• _Instruction_:
Extract each line of the data that contains the string "Point", and copy it in full.

───

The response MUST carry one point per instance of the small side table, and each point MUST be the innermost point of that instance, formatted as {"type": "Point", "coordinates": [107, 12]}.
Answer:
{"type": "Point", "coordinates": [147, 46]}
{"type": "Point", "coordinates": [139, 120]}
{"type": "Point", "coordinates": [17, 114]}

───

• _The completed task_:
The response MUST carry one point per instance of the small side table, and each point MUST be the innermost point of that instance, formatted as {"type": "Point", "coordinates": [107, 12]}.
{"type": "Point", "coordinates": [147, 46]}
{"type": "Point", "coordinates": [139, 120]}
{"type": "Point", "coordinates": [17, 114]}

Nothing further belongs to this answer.